PASSAGE:

◇ ◇ ◇ ◇

Figure 1 presents the number of distinct scholars matched with a Twitter account for different score thresholds for the two data sets. We notice that when including only matches with a final score of 5 or above, we find little difference between the data sets in terms of the number of matches, but that below this threshold removing ties reduces the size of the data set significantly. In fact, at a threshold score of 4, the cumulative number of scholars more than doubles when we include ties, suggesting that a threshold below 5 may introduce a flood of false positives.
2.3.1. Validation
We performed a precision–recall analysis using a “gold standard” of author–Twitter account matches based on ORCID data from 2017 (Haak, Brown, et al., 2016; Paglione, Peters, et al., 2015). The golden set was created by following five steps:
- 1.
Select all ORCID profiles that contain a Twitter handle from the public file of 2017.
- 2.
Limit to Twitter handles that are found in the Altmetric.com data (i.e., Twitter users in ORCID who have tweeted at least one paper).
- 3.
Match the ORCID profiles with authors in the WoS database.
- 4.
Manually verify the golden set to ensure that the Twitter handle included in the ORCID profile is the actual scholar’s own Twitter account (i.e., removing those cases in which scholars in ORCID report their group, department, or collective Twitter accounts).
- 5.
Remove the Twitter accounts that do not include the scholar’s name (either in the Twitter handle or in the “name” field).
As a result, we obtain a set of 600 validated author–Twitter account pairs (550 distinct scholars) that we use to calculate the precision and recall of our method for different scores and our two data sets.
Figure 2 presents the number of scholars and the proportion of true positives (precision) for each score, as well as the recall for the cumulative set of scholars by score threshold of the data set. As the results presented in Figure 1 suggested, the precision of the matching drops significantly for scores below 5 when ties are included, suggesting a score of 5 as a reasonable threshold. At this score removing ties does not significantly affect precision but does reduce recall significantly.
3. CHARACTERIZATION OF MATCHED SCHOLARS
3.1. Who Are the Scholars Sharing Papers on Twitter?
In this section, we present a descriptive analysis of 296,504 distinct scholars with at least one publication since 2005 for whom we matched a Twitter account with a score greater than 4 and including ties. This choice was aimed at maximizing recall without compromising precision too much8.
We compare the distribution of scholars by country, discipline, academic age, number of publication, and gender to those distributions for the whole set of 25,352,720 disambiguated authors in the WoS database with a publication since 2005. To check the robustness of our analysis, we compared the results presented below with those obtained when excluding ties (not shown). Although the proportions were slightly lower due to the reduced size of the data set, we did not find any discrepancies between the two sets of results.
3.2. Country
Figure 3 compares the distribution by country of scholars on Twitter and of scholars in the WoS database (see Table A2.1 in Appendix 2 for the proportion of scholars on Twitter by country). The country of scholars is determined by their most common country derived from the institutional affiliation(s) of each scholar as indicated in their publications. This is done not only for the scholars matched to a Twitter account but also for those that are not matched, thus allowing for homogeneous country-based comparisons among matched and not matched researchers.

◇ ◇ ◇ ◇

SOURCE MATERIAL:
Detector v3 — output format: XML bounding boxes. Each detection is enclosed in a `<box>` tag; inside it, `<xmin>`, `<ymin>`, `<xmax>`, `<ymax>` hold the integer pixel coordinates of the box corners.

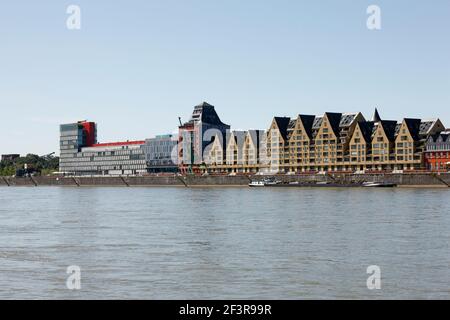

◇ ◇ ◇ ◇

WHAT YOU HAVE TO DO: Write out the passage on matching scholars to Twitter accounts word for word, from "Manually verify the" to "collective Twitter accounts).".

OUTPUT:
Manually verify the golden set to ensure that the Twitter handle included in the ORCID profile is the actual scholar’s own Twitter account (i.e., removing those cases in which scholars in ORCID report their group, department, or collective Twitter accounts).